■ Work order
In the news article on the flu vaccine shortage, where is the Chiron plant that had the manufacturing problem?

Excerpted passage: Begin

Shortage Was Predicted [NYT]
By DENISE GRADY
Published: October 7, 2004
Zeta, as long as we're ranting... Doc
America's dependence on just two companies for nearly all of its flu vaccine has left the nation in a vulnerable position, on the brink of the flu season with about half as much vaccine as officials had expected. As a result, health officials, who usually nag the public to get flu shots, now find themselves imploring healthy people to skip the shots to save vaccine for people who need it more like babies, the elderly and people with illnesses. It is a problem that public health experts have been predicting for years, warning that too few companies were making vaccines and that the government, although aware of the problem, was not doing enough to encourage companies to stay in the field so that the United States would not be so dependent on a few manufacturers.
The shortfall, which federal officials announced on Tuesday, arose because of manufacturing problems at one of companies, Chiron, which the United States had been counting on for 46 million to 48 million of the 100 million doses planned for this year.
Chiron said it could not provide any vaccine, because of a manufacturing problem at its plant in Liverpool, England.
The problem is the latest in a series of shortages of vaccines in the last 10 years or longer, as the number of vaccine manufacturers has dwindled.
Drug companies left making vaccines because it was not profitable, public health experts say, and many use the word "fragile" to describe the vaccine supply.
Flu vaccine is difficult to make, and the market is uncertain, because outbreaks vary from year to year, and in mild seasons many people simply skip the shots. But most of the time the vaccine cannot be used the next year, and if manufacturers are left with excess, they have to throw it away.
In the United States, 36,000 people a year die from influenza and its complications, and more than 100,000 are hospitalized.
The shortage "was utterly predictable, one of those slow-motion train wrecks that the public health community has been expecting for years," Dr. Irwin E. Redlener, associate dean of the Mailman School of Public Health at Columbia University." You cannot have a vital function like vaccine production limited to the manufacturing capacity of two companies. It leaves no room for failure."
"It's a major public health fiasco," Dr. Redlener said, adding that the shortage might lead to an increase in flu deaths this year.
British health officials said Wednesday that their United States counterparts were aware of problems at the Liverpool plant long before the British government revoked its license to make flu vaccine.

Excerpted passage: End
Record set: Begin

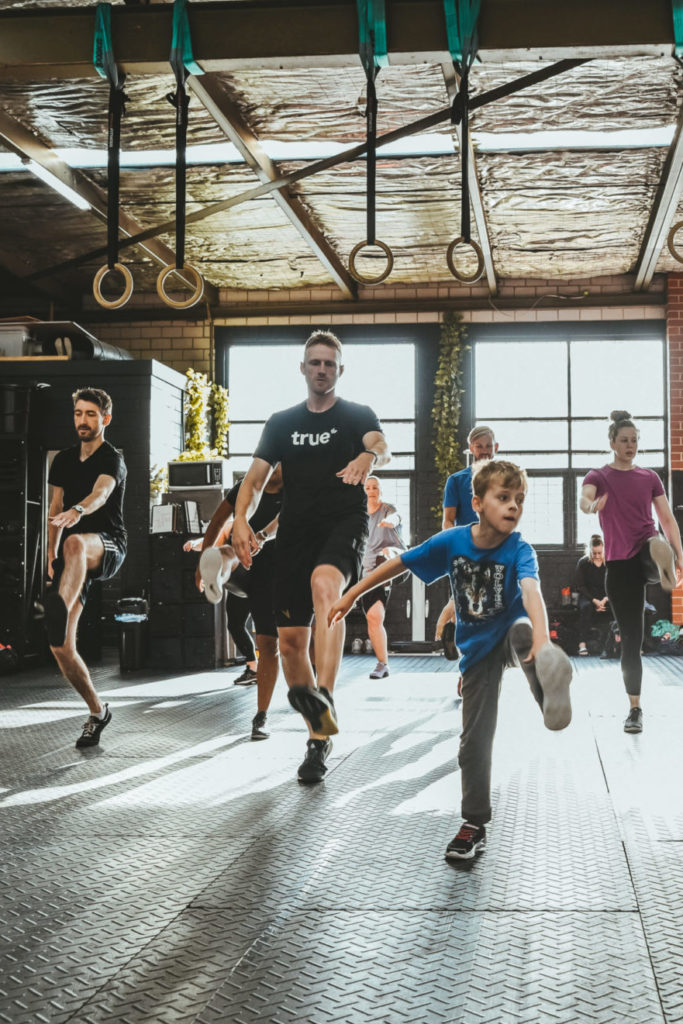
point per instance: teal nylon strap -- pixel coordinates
(372, 34)
(181, 45)
(102, 50)
(461, 27)
(677, 11)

Record set: End

■ Problem solution
Liverpool, England.